Dataset items:
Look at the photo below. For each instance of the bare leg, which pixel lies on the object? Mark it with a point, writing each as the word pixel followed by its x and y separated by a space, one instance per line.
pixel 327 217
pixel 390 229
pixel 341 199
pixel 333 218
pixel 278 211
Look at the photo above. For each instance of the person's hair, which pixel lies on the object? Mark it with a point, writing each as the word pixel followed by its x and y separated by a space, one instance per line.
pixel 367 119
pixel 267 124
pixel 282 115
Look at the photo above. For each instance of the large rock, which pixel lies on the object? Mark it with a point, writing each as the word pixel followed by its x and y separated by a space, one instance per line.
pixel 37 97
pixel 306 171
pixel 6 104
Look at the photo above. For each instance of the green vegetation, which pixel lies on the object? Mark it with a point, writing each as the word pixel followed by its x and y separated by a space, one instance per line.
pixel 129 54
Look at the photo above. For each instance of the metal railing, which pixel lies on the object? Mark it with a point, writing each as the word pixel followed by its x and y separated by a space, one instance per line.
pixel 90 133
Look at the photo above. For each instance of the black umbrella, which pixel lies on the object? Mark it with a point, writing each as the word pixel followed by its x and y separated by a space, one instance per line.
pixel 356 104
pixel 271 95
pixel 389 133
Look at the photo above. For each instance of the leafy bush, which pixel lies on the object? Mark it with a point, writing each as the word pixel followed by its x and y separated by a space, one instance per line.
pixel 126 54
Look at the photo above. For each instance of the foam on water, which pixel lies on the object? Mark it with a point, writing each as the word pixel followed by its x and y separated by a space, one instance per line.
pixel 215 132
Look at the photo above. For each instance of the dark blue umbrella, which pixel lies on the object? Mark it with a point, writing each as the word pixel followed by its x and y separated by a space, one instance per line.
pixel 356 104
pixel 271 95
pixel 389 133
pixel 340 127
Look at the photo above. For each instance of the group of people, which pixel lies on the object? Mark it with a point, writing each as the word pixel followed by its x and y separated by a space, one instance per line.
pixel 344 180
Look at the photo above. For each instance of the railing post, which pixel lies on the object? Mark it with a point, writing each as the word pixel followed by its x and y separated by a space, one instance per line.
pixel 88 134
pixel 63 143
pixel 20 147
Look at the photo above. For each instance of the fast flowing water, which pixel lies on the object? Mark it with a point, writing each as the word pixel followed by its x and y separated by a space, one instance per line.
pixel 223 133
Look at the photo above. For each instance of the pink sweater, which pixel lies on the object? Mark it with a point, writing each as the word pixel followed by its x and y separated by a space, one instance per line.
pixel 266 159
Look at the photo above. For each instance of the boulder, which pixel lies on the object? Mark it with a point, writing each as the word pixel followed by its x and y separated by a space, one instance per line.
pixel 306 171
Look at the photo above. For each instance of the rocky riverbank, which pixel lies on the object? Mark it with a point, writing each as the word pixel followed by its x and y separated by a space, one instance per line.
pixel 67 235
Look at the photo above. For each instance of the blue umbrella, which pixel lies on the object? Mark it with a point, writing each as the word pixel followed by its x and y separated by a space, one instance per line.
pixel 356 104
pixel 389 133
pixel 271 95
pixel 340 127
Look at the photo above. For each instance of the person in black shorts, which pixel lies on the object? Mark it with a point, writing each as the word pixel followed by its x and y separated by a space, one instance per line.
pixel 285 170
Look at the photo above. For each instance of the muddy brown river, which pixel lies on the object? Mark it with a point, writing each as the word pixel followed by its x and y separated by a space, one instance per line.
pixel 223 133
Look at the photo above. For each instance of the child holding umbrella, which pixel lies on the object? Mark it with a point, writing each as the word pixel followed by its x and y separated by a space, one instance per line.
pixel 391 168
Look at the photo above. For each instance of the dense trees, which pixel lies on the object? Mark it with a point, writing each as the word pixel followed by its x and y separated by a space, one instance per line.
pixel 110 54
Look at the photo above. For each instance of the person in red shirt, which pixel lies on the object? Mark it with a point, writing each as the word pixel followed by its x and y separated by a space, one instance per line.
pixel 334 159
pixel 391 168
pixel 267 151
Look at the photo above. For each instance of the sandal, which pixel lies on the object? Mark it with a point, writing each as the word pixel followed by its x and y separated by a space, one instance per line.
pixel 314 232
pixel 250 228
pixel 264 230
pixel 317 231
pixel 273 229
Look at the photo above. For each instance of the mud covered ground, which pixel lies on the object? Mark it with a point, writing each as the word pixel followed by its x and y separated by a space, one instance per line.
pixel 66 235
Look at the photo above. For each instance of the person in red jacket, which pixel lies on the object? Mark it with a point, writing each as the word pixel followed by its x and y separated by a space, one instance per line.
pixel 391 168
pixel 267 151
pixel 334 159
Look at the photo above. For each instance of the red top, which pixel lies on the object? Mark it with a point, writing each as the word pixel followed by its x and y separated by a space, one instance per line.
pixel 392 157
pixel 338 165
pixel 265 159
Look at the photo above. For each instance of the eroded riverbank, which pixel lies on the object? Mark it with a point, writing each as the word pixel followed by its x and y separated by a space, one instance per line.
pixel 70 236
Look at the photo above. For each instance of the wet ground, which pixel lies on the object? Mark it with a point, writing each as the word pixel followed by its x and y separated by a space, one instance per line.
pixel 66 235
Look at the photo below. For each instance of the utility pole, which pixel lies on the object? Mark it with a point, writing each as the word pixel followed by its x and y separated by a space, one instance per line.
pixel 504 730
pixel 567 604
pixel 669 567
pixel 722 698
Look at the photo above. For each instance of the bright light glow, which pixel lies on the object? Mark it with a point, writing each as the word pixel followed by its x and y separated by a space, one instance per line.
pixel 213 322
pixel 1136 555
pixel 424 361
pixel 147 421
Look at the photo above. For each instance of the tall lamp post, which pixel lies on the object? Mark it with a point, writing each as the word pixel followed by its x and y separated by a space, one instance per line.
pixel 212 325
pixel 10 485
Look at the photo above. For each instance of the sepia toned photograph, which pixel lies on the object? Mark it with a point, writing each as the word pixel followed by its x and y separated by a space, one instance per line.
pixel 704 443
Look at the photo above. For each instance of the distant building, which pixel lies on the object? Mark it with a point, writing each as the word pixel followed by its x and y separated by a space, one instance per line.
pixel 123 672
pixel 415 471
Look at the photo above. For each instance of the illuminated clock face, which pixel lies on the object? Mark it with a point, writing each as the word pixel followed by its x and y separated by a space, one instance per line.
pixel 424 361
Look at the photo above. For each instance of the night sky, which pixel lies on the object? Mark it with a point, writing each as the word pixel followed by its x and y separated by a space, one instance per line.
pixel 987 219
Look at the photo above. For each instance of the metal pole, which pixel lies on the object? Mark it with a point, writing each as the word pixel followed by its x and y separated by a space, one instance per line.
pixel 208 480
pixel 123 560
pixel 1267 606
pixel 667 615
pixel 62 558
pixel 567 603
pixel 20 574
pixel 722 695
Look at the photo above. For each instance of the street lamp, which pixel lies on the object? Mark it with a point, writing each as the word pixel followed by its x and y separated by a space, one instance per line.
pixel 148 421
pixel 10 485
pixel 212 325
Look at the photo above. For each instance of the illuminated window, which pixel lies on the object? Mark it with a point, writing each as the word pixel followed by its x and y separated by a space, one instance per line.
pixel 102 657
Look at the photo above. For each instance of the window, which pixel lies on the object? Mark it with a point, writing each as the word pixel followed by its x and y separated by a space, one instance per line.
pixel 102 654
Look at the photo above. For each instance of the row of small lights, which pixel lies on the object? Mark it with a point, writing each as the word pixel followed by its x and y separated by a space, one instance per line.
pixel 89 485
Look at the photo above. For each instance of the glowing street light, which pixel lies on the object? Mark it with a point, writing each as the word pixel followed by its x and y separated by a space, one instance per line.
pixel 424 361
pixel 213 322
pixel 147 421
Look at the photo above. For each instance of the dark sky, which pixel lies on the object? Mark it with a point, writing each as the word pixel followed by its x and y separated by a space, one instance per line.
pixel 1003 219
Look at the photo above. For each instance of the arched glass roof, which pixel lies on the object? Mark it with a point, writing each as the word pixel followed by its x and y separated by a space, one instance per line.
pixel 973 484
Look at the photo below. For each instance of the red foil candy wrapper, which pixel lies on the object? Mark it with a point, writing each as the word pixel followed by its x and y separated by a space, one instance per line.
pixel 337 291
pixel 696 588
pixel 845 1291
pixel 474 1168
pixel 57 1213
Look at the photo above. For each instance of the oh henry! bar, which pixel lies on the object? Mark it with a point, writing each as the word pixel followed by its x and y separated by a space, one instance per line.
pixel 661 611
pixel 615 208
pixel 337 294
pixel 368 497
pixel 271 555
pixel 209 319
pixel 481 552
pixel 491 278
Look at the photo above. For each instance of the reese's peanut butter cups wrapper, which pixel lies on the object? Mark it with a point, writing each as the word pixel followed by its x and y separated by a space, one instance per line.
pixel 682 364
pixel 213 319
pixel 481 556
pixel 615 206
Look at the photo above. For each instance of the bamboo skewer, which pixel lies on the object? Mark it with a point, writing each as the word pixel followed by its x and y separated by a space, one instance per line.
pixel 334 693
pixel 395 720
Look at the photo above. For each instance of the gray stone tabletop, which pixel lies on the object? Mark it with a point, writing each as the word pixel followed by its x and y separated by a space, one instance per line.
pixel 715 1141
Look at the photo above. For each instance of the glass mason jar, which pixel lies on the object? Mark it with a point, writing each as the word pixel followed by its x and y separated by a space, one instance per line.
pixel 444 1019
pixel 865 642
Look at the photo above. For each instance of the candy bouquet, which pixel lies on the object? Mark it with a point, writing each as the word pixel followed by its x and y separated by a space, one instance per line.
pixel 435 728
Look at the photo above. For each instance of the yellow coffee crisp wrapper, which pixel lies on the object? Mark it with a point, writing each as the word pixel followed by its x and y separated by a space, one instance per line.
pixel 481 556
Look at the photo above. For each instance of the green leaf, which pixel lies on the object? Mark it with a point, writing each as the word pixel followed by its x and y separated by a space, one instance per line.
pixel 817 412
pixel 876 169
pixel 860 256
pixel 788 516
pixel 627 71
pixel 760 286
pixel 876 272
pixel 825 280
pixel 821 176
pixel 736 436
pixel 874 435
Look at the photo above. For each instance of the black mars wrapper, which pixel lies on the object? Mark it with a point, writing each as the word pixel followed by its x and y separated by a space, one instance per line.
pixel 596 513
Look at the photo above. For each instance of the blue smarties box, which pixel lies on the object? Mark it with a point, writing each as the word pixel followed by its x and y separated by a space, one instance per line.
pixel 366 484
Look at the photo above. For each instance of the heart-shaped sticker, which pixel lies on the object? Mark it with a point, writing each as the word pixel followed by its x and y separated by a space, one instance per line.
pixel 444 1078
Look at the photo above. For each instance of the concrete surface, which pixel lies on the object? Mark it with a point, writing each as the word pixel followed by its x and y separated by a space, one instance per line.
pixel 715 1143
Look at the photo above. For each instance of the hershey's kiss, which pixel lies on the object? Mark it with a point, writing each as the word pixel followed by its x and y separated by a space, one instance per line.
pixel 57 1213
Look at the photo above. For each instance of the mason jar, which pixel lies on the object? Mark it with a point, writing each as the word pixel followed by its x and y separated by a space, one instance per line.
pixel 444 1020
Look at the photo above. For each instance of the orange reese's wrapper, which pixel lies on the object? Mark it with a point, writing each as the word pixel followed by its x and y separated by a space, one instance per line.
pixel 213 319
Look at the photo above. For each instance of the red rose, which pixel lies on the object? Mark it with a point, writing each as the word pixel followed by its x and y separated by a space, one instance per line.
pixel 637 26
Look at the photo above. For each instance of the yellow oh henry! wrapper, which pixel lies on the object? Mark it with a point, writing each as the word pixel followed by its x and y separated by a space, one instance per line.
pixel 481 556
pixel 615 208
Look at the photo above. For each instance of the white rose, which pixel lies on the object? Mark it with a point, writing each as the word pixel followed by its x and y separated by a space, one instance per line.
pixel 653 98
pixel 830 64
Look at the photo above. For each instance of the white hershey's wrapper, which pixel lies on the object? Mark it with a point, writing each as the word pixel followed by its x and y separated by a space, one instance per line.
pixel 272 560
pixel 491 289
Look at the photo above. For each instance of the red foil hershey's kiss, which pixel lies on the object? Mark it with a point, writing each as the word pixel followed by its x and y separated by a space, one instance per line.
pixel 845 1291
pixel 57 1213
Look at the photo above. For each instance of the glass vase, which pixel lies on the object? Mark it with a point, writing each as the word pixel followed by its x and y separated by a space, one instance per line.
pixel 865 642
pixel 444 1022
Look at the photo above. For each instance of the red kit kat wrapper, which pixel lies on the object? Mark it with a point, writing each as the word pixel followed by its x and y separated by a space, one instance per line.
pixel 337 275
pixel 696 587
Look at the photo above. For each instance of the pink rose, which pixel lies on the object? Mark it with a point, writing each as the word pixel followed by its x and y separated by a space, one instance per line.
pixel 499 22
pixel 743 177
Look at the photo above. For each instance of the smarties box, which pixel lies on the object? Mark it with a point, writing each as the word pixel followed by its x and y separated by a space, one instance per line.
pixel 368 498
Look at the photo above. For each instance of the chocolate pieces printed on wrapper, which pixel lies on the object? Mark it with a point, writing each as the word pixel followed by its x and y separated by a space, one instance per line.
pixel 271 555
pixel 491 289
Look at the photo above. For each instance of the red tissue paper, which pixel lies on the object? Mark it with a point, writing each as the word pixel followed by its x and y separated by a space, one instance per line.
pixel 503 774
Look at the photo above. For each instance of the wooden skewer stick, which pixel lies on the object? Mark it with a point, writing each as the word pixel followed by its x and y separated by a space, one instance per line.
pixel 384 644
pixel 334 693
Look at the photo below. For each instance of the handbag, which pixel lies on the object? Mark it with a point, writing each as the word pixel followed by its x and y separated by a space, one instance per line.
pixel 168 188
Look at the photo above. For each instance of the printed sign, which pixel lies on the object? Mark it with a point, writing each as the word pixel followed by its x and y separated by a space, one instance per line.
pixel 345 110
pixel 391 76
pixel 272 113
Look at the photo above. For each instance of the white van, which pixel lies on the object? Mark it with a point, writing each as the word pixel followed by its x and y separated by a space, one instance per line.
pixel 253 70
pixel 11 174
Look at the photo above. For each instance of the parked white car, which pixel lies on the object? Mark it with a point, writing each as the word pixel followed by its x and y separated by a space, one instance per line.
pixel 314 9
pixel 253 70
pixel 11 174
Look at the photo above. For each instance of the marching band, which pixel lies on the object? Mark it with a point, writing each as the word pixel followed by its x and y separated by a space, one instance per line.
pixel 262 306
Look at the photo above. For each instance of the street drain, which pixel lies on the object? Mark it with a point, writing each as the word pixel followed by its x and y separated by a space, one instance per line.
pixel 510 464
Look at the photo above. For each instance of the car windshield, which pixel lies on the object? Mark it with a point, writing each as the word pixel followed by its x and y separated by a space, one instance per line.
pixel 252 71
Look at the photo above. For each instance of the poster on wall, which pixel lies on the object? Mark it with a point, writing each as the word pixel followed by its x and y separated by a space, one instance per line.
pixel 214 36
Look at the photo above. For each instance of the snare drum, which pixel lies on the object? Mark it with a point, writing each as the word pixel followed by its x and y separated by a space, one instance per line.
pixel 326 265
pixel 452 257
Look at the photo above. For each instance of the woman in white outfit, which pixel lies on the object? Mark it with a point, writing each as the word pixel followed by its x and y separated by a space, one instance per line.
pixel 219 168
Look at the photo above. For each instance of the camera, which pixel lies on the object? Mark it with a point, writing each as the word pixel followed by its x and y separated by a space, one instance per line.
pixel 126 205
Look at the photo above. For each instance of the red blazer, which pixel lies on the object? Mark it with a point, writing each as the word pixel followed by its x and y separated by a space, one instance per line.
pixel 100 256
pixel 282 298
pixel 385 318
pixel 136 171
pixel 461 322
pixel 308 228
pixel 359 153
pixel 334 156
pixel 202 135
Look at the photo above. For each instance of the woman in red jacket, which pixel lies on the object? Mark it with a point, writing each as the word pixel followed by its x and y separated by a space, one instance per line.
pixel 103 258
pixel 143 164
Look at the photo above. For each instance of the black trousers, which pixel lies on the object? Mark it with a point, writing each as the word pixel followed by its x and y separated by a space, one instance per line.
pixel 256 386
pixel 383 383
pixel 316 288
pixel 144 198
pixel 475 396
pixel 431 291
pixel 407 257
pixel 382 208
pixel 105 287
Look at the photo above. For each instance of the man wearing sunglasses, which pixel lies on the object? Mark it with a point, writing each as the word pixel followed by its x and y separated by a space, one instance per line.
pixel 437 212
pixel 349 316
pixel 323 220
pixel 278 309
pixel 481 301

## WHAT YOU ARE ASKED TO DO
Copy out, word for word, the lines of the listing above from the one containing "Look at the photo above. For each instance of the distant" through the one containing "pixel 415 471", including both of those lines.

## CORRECT RESPONSE
Look at the photo above. For each instance of the distant building, which pixel lies on the object? Mark it with a point, writing each as the word pixel followed by its x and y separated by a space, one instance per line.
pixel 123 672
pixel 415 471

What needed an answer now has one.